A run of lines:
****

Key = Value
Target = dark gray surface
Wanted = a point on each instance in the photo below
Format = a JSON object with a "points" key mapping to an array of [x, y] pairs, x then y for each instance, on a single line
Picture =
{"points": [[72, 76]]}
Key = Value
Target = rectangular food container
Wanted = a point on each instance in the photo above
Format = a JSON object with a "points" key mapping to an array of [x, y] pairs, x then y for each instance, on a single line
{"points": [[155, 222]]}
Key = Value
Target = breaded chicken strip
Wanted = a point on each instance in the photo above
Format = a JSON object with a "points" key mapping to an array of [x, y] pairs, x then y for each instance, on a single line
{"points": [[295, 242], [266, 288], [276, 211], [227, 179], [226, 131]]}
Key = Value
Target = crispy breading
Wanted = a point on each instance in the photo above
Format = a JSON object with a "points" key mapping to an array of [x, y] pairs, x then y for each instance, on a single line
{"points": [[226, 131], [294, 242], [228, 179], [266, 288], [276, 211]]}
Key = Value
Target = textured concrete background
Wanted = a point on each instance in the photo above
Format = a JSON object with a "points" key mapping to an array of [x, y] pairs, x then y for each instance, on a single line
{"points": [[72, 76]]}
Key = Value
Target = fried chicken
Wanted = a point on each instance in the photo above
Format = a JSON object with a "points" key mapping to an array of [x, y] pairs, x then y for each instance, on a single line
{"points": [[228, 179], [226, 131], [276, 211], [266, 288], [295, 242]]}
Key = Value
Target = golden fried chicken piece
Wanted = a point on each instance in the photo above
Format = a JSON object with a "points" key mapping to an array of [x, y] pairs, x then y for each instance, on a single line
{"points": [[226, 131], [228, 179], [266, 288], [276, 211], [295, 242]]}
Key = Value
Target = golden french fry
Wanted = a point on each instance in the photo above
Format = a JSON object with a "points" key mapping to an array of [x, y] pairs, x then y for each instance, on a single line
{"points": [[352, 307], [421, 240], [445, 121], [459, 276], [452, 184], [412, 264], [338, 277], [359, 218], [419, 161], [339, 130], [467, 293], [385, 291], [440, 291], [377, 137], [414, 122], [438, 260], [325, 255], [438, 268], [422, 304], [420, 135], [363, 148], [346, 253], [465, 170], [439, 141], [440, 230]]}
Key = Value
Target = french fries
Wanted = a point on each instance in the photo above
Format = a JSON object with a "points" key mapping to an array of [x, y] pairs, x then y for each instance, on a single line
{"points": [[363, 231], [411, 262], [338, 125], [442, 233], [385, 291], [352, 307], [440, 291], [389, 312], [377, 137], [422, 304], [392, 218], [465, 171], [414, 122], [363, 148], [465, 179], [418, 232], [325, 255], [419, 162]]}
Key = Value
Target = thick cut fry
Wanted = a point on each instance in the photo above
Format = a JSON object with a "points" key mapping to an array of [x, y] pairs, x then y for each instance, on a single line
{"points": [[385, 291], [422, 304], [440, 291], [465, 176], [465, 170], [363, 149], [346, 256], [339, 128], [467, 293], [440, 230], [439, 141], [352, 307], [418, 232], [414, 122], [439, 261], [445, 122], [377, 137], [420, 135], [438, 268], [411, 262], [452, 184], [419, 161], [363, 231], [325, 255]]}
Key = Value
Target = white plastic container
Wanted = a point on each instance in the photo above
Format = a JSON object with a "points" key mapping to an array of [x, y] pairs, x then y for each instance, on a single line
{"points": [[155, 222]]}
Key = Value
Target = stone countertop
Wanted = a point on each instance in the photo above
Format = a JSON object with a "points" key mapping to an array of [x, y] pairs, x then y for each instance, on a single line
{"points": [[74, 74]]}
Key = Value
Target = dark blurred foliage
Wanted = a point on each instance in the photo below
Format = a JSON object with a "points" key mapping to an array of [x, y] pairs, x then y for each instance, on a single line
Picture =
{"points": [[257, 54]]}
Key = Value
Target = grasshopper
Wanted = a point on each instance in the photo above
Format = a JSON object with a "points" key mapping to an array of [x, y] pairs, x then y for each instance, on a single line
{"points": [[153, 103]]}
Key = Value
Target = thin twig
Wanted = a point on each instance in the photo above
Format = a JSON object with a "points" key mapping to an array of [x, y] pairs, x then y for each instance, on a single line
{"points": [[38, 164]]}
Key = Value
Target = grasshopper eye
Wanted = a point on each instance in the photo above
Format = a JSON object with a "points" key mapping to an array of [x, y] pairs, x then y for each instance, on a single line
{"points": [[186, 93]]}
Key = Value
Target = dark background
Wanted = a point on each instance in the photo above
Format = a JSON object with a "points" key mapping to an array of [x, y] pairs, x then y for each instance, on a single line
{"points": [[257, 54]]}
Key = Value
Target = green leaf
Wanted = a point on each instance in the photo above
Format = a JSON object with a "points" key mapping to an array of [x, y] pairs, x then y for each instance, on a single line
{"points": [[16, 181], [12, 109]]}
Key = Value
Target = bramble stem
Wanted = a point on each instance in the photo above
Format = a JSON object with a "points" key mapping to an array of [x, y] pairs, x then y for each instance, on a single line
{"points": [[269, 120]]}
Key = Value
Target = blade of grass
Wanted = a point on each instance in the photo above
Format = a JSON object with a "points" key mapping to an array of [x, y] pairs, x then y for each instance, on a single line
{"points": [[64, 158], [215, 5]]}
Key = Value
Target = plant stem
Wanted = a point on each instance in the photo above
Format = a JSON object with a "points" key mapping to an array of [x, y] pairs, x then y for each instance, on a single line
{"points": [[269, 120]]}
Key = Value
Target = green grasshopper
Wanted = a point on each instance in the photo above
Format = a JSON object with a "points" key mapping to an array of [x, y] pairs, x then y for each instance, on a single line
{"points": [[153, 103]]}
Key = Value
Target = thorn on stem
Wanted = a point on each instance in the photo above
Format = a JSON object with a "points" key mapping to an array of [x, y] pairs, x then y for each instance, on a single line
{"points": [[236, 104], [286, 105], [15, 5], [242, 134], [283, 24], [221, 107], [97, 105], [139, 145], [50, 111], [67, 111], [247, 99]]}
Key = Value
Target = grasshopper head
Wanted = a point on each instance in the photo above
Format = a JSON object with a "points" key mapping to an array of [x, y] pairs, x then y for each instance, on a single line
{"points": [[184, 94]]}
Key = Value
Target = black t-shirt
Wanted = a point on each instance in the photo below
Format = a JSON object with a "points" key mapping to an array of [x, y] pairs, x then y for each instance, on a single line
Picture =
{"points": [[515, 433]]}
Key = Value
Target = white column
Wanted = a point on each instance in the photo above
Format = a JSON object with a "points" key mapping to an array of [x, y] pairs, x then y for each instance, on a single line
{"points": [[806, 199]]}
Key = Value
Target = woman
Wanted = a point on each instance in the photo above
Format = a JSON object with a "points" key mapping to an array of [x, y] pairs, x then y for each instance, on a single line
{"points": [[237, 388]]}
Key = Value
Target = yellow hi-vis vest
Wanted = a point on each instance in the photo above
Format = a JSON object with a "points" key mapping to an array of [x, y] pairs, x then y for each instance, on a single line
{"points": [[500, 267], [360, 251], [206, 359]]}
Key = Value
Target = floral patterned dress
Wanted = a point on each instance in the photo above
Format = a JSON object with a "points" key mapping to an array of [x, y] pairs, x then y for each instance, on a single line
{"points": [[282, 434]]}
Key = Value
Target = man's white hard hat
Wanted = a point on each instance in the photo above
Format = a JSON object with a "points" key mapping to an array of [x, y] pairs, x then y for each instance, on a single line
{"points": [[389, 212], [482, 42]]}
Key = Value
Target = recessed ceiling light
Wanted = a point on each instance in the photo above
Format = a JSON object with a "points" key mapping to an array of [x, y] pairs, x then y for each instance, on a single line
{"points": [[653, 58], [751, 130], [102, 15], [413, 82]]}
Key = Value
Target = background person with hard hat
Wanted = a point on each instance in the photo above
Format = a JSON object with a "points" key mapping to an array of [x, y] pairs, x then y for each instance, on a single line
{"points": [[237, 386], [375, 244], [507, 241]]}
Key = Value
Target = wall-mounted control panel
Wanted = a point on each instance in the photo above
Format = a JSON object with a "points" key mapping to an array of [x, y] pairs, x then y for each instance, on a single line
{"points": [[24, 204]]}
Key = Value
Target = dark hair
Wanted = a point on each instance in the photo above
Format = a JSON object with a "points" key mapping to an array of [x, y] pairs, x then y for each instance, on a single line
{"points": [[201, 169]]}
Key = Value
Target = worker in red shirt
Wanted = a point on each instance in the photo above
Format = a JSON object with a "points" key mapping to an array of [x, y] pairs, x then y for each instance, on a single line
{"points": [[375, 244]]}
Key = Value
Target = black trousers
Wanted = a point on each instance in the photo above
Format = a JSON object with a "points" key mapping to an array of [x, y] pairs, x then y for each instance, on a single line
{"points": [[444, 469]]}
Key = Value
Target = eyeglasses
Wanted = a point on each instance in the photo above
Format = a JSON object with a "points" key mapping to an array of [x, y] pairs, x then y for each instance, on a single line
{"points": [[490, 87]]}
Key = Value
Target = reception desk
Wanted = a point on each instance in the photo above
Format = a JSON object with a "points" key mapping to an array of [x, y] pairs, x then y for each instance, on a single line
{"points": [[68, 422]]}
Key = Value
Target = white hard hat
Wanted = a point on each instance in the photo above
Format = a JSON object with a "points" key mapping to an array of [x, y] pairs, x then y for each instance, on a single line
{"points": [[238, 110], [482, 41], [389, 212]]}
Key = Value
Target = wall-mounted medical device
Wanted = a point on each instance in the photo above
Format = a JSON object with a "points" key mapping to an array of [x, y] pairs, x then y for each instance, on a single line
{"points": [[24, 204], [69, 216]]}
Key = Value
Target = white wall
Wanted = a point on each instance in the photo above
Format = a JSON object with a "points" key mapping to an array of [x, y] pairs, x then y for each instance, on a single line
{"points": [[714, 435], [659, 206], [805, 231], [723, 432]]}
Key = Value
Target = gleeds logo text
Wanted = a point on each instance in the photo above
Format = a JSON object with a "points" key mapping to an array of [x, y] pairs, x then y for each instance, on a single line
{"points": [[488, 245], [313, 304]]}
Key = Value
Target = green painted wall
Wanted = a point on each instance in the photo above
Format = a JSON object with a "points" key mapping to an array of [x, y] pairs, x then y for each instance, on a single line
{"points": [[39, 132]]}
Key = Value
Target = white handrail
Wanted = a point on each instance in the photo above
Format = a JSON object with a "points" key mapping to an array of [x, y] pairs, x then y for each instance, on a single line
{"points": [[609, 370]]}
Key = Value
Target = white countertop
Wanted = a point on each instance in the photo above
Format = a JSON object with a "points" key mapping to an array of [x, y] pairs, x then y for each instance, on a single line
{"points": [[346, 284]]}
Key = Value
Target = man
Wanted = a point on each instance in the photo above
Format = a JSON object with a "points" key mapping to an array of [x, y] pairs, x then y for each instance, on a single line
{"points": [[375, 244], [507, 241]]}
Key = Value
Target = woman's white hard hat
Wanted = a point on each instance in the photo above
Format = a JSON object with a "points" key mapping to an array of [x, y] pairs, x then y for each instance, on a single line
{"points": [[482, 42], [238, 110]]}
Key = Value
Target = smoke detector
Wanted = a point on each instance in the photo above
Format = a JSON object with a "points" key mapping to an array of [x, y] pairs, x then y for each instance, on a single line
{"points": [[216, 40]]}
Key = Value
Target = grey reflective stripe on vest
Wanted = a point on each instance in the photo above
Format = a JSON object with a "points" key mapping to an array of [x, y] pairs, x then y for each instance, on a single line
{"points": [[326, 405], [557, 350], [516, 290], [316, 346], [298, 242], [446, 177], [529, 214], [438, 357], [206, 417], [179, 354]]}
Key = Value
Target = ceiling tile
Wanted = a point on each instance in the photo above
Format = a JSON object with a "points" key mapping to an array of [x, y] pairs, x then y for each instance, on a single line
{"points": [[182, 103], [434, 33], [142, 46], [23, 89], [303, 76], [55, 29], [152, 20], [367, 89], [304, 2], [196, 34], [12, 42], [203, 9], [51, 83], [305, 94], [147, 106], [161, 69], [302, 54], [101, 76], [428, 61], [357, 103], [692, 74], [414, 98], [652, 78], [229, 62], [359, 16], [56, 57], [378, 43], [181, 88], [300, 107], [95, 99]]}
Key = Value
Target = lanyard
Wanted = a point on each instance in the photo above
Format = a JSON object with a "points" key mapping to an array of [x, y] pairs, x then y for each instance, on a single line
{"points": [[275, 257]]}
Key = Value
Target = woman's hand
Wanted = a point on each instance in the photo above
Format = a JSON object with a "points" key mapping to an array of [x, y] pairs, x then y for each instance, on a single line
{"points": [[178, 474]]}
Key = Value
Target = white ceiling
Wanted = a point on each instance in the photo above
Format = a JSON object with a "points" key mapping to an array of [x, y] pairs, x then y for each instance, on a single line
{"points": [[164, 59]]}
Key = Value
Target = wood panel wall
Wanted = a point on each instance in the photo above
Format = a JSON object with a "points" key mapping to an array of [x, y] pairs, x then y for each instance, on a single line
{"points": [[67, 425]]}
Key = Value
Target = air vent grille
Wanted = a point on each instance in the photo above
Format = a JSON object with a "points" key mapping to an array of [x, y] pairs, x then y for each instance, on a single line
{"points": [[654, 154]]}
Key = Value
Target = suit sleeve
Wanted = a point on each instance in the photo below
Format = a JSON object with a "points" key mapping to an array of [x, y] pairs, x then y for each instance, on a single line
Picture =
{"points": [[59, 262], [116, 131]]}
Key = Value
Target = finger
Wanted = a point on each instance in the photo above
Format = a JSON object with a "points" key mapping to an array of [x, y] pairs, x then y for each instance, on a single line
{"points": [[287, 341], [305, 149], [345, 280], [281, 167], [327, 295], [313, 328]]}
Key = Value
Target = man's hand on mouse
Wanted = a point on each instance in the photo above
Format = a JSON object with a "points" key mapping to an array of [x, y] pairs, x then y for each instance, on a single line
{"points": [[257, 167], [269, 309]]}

****

Work to be completed
Count the lines above that contain the string "container", matching case exactly, and reply with only the number.

Complete output
2